## What you need to do
1. In the article on sustainable leadership, what share of the senior leaders' job descriptions mentioned sustainability?
2. Copy word for word the part of the article on sustainable leadership starting at "To turn this" and ending at "what we need.".

## Passage
========================
We are not on track to reach the Sustainable Development Goals (SDGs or also known as the Global Goals) by 2030 — that was the stark warning from leaders at the United Nations Global Compact Leaders Summit, which took place virtually in June.
To turn this around, we must improve the way the world is led by fostering leaders who choose to be sustainable. Executives have a responsibility to make sustainability central to their organization’s culture, strategy and leadership; yet, very few senior representatives make a sustainable mindset or experience a requirement. According to the Leadership for the Decade of Action survey conducted by Russell Reynolds Associates and the UN Global Compact of close to 4,000 senior leaders across industries around the world, only 15 per cent of their job descriptions actually referenced sustainability. Even worse, only 4 per cent of role specifications actually expected competency in sustainability from the person in that role — a tiny fraction of what we need.
For this reason, participants of the Personal Leadership for the Global Goals in South East Asia session looked to answer an important question: how can organizations make sustainability central to the DNA of their leadership teams?
Sandra Wu Wen Hsiu, Chairperson and Chief Executive Officer of Japanese industrial group Kokusai Kogyo and one of 55 world leaders recognized by the UN Global Compact as the most sustainably-aware leaders, believes that education plays a key role in incubating the right mindset within the company.
“Incubation happens through the repetition of a key message,” said Wu, who has developed a long-term, bottom-up business plan to integrate sustainability into the core of her business. As one example, Kokusai Kogyo prefers to promote internally rather than hire a new person into high-level roles and when external candidates are hired, sustainability training starts early.
Faranzah Chonudhury, Chief Executive Officer of Green Delta Insurance and another global leader in sustainability, maintains that CEO commitment is critical. One of these responsibilities is to take action towards greater diversity, a secret generator of sustainable growth. When Choudhury became CEO, she identified a hole in the market for insurance products for women and created a new Green Delta insurance policy which provides women with a solution to problems such as security, finance and access to training. By bringing in these value-added services, Choudhury addresses women’s issues and leads them towards financial and social independence — which in turns allows women to enter and diversify the workforce.
Of 1,000 board members in the survey, the 55 individuals identified as the most sustainably-aware leaders were, as a group, much more diverse than the rest of the participants surveyed. The sustainable leaders were three times more likely to have worked on multiple continents, providing them with a global perspective rather than a national one.
========================
## Stored data
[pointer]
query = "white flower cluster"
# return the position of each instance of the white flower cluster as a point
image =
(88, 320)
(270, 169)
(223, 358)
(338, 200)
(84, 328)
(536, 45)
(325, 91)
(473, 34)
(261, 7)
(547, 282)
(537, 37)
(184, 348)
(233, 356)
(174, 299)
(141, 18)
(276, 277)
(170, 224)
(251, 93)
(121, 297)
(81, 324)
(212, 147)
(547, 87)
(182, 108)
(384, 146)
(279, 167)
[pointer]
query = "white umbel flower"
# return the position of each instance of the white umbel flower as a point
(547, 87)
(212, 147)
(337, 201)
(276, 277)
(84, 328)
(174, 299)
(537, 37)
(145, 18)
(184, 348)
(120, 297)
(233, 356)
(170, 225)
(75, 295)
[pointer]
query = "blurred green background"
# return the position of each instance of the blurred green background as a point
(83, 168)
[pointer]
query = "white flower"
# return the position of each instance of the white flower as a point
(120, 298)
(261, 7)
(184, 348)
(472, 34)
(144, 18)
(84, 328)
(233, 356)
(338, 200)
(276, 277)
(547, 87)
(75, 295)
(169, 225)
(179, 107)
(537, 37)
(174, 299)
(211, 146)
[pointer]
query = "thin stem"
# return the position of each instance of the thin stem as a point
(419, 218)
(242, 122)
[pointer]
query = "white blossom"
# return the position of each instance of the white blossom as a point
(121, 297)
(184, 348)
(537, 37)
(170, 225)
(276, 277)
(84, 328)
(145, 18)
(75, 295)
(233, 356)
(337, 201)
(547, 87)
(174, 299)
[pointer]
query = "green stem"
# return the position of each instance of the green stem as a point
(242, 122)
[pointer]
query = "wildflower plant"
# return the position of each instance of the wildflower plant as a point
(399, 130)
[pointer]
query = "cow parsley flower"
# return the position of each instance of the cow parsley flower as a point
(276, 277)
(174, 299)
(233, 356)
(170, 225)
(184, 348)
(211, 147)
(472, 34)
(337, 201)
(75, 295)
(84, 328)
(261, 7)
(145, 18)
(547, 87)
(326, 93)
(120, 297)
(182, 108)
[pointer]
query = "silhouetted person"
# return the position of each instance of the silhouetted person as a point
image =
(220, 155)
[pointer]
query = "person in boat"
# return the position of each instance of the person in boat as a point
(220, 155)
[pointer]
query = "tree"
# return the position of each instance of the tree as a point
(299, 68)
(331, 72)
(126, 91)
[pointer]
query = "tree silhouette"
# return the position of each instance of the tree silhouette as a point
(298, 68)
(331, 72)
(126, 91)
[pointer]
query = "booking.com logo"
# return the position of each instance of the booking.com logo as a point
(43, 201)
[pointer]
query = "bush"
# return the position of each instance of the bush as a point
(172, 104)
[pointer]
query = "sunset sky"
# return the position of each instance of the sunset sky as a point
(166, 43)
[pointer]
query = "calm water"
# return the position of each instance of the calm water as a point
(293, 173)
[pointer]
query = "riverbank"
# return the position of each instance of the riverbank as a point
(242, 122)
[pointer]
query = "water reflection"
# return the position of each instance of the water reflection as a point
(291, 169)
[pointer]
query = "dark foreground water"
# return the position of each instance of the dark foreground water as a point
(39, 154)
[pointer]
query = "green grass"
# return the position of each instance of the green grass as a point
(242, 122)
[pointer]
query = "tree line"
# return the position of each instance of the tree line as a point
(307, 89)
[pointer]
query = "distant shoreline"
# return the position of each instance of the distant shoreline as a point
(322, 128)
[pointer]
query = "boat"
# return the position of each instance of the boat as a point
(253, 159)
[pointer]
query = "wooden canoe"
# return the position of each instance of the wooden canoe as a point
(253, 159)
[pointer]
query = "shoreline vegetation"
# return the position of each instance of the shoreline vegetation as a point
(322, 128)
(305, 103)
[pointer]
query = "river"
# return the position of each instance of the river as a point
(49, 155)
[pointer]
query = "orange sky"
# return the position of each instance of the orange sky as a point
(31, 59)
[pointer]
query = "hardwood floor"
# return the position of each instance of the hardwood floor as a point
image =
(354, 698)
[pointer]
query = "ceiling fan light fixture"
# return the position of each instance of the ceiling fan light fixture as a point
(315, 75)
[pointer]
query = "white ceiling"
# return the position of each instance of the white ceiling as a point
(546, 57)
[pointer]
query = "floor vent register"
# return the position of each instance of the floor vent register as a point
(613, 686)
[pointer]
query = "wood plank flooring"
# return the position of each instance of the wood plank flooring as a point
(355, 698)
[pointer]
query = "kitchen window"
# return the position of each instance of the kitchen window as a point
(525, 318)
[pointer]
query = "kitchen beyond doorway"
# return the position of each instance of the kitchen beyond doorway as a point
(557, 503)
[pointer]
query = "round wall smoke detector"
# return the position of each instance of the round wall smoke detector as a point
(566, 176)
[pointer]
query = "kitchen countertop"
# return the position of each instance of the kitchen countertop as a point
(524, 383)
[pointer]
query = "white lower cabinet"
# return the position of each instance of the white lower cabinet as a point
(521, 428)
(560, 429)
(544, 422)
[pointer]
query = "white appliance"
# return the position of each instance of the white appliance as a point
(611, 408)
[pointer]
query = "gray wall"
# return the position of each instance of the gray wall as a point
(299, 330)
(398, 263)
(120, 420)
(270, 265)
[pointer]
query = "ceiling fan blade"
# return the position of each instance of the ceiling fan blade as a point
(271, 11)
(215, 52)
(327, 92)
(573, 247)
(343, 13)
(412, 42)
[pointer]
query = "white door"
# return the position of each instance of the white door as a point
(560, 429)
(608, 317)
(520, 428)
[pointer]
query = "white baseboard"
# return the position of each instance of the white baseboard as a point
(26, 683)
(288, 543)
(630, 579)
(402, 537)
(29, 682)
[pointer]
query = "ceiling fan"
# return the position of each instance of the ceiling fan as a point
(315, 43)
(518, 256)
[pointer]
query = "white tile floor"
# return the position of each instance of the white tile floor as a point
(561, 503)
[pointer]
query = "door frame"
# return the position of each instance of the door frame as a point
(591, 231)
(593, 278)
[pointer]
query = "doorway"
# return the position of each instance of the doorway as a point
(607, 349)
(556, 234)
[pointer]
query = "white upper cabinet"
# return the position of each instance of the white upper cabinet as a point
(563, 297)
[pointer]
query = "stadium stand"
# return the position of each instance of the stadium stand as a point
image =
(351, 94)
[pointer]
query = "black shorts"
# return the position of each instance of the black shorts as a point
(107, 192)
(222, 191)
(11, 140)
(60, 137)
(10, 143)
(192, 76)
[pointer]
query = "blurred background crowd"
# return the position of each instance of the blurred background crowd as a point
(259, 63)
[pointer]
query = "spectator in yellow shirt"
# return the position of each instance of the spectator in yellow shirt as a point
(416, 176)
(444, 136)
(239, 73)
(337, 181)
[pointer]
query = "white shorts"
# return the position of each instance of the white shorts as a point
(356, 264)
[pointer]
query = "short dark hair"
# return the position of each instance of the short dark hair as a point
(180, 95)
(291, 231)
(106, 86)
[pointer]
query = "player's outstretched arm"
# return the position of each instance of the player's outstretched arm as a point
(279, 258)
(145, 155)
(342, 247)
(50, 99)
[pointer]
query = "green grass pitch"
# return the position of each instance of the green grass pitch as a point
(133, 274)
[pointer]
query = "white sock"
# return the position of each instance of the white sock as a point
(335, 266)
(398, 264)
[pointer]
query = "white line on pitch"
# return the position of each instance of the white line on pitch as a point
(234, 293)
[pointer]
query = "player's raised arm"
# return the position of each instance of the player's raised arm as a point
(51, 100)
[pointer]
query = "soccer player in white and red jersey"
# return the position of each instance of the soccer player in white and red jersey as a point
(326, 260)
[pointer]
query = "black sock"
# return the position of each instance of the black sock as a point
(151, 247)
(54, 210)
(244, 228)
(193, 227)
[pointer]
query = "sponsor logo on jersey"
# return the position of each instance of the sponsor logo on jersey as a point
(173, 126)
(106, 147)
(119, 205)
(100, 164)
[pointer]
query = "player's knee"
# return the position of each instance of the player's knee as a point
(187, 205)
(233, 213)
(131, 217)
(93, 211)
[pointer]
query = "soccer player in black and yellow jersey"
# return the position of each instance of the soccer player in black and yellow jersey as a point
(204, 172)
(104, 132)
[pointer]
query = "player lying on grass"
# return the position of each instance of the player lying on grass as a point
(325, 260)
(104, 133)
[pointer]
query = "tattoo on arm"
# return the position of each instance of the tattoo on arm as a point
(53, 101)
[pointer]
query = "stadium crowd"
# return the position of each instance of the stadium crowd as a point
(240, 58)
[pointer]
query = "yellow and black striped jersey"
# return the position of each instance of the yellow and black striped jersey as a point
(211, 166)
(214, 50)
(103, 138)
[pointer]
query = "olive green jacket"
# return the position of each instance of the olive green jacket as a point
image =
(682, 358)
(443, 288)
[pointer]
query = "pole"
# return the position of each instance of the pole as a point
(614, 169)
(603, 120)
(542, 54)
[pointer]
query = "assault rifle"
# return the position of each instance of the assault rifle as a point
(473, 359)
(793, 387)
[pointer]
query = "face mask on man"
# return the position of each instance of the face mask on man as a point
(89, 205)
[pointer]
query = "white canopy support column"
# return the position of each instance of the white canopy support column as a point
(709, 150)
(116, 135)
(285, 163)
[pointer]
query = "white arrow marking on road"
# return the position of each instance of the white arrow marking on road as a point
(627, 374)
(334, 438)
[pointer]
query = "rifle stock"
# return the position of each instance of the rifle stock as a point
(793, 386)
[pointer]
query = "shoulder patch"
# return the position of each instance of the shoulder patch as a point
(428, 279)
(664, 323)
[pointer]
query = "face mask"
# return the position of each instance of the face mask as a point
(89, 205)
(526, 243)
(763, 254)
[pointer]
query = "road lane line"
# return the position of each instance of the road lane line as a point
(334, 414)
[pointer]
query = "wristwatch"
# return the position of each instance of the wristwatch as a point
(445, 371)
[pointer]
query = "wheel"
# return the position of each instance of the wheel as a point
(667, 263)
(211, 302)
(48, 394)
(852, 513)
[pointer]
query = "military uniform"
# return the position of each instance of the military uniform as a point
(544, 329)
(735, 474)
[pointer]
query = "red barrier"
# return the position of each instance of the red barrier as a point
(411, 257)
========================
## Answers for the tasks
1. Only 15 percent.

2.
To turn this around, we must improve the way the world is led by fostering leaders who choose to be sustainable. Executives have a responsibility to make sustainability central to their organization’s culture, strategy and leadership; yet, very few senior representatives make a sustainable mindset or experience a requirement. According to the Leadership for the Decade of Action survey conducted by Russell Reynolds Associates and the UN Global Compact of close to 4,000 senior leaders across industries around the world, only 15 per cent of their job descriptions actually referenced sustainability. Even worse, only 4 per cent of role specifications actually expected competency in sustainability from the person in that role — a tiny fraction of what we need.